_Aim_
Duplicate each of the entries below, keeping every line identical to the original.

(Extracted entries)
=-=-=-=-=

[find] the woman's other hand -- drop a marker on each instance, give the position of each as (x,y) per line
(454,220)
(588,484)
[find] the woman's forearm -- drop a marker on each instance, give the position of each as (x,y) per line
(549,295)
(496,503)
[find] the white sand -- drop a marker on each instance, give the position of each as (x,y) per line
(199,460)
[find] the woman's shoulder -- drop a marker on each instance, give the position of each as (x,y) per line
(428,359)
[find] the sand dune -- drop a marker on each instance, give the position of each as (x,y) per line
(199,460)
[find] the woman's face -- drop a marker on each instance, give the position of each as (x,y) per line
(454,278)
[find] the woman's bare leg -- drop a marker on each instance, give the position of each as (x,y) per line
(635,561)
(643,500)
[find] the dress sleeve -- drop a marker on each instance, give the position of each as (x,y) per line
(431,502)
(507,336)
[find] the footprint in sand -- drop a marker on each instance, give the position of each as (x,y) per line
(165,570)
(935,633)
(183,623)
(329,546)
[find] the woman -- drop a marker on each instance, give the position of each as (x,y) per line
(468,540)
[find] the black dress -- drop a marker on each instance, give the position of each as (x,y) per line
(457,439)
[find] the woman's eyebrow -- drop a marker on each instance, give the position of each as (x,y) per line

=-=-=-=-=

_Exercise response_
[find] the woman's other hand -- drop a marker on each instance, give the position of each as (x,y) per line
(454,220)
(588,484)
[find] the woman's forearm -- drop a marker on each instance, give the position of each as (x,y) per line
(549,295)
(496,503)
[find] the white sand -- drop a marker on each instance, give the position of each as (x,y) per line
(199,460)
[find] the woman's shoulder -- drop a marker on each instance, give the position of each as (x,y) per line
(428,359)
[find] the sand dune -- drop a marker on each instance, give the position of each as (x,y) per line
(199,460)
[find] the woman's face -- drop a marker on each instance, give the position of each as (x,y) per line
(454,278)
[find] the woman's bare leg -- drop a marker on each instance, give the position of each as (x,y) per line
(635,561)
(643,500)
[find] the dress sleeve -- drop a marker on each instance, give the position of each as (x,y) per line
(431,502)
(507,336)
[find] the footprint in sand -- drop a marker on each instance, give the position of each as (x,y) per line
(165,570)
(935,633)
(183,623)
(329,546)
[find] the woman -- drop a marker on each instance, give the position of each as (x,y) per line
(468,540)
[find] the black dress -- drop a marker on each instance, give the position of each as (x,y) per line
(457,439)
[find] the woman's eyebrow -- drop a marker on each instance, give the position of each as (x,y) per line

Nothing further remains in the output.